[Data records]

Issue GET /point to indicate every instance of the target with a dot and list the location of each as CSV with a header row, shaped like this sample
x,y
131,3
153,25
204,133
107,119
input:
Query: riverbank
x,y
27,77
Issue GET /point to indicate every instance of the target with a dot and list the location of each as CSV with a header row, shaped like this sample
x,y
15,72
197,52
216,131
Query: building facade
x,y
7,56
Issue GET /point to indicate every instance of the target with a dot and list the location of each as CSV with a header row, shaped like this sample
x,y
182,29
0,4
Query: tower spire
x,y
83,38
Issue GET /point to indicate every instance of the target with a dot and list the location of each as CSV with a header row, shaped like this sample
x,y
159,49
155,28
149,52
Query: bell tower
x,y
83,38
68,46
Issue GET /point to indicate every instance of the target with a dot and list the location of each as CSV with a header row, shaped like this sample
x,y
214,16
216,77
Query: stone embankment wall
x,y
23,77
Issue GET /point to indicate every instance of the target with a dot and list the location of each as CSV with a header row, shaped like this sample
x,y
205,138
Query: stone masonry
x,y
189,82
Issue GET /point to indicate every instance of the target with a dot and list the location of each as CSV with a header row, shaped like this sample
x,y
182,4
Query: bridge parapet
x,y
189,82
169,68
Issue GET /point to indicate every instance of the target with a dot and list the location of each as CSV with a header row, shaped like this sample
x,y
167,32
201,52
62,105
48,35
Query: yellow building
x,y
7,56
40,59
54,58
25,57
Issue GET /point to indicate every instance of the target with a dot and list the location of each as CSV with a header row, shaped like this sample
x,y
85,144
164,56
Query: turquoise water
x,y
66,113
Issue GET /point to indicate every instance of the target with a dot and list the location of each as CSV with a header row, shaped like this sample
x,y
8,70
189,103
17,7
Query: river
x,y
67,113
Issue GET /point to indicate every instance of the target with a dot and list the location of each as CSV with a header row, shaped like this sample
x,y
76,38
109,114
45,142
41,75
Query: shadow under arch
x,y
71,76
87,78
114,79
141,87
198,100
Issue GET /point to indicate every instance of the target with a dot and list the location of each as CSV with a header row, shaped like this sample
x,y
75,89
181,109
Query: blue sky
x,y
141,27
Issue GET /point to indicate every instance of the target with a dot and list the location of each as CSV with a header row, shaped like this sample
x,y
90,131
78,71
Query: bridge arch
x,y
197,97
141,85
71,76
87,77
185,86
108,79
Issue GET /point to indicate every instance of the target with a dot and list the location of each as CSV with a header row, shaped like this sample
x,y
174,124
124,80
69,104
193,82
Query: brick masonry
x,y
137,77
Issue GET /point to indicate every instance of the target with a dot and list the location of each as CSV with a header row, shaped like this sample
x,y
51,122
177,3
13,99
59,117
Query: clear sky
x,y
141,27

WHAT IS REQUIRED:
The data is to be given again in full, with every line exact.

TASK SOLUTION:
Issue GET /point to indicate every instance of the target with a dot and list the location of each as CSV with a header row, shaped like this sample
x,y
131,3
153,25
204,133
107,119
input:
Query: riverbank
x,y
27,77
Issue GET /point to indicate every instance of the target with a dot and list the location of each as CSV with a header row, shaped like this sample
x,y
15,72
197,52
216,131
Query: building facade
x,y
7,56
Issue GET /point to indicate every instance of the target with a dot and list the location of each as CSV with a header row, shaped like this sample
x,y
182,29
0,4
Query: tower spire
x,y
83,38
Issue GET /point to indicate every instance of the target with a dot and list the location of each as CSV with a header row, shaped like this sample
x,y
159,49
155,28
149,52
Query: bell tower
x,y
83,38
68,46
Issue GET /point to indicate every instance of the target with a dot and list the location of each as CSV with a header row, shaped like this sample
x,y
214,16
216,77
Query: stone embankment wall
x,y
23,77
Issue GET /point to indicate every instance of the target with a dot and list the location of each as CSV with a header row, shaped like this sample
x,y
205,138
Query: stone masonry
x,y
189,82
Issue GET /point to indicate every instance of the target with a dot and list the location of each as CSV with a header row, shaped like this sample
x,y
182,4
Query: bridge parapet
x,y
189,82
169,68
Issue GET /point to indicate every instance of the target with a dot and list the location of each as CSV with a header row, shaped like this sample
x,y
167,32
201,52
62,105
48,35
Query: yellow building
x,y
7,56
40,59
54,58
25,57
Issue GET /point to indicate every instance of the target with a dot and list the location of each as CSV with a header row, shaped like this sample
x,y
85,144
164,56
Query: turquoise water
x,y
66,113
Issue GET /point to indicate every instance of the target with a dot and list the location of each as CSV with a header row, shaped like this sample
x,y
8,70
189,103
17,7
Query: river
x,y
67,113
Issue GET /point to indicate every instance of the target with a dot and list the location of each as CSV with a header row, shaped like this sample
x,y
76,38
109,114
45,142
41,75
Query: shadow under arch
x,y
71,76
87,78
114,79
141,87
198,100
Issue GET /point to indicate every instance of the target with a dot and list the location of each as CSV with a header row, shaped like this sample
x,y
75,89
181,109
Query: blue sky
x,y
141,27
Issue GET /point to indicate every instance of the target with a dot and list the location of each as CSV with a header row, shaped like this sample
x,y
90,131
78,71
Query: bridge arch
x,y
197,97
141,85
71,76
87,77
185,86
108,79
Issue GET /point to indicate every instance of the target with a dot and list the location of each as CSV with a header row, shaped like this sample
x,y
174,124
124,80
69,104
193,82
Query: brick masonry
x,y
137,77
Issue GET /point to indicate every instance of the target with a dot and list the location of each as CSV with a header row, shaped like this sample
x,y
51,122
177,3
13,99
59,117
Query: clear sky
x,y
141,27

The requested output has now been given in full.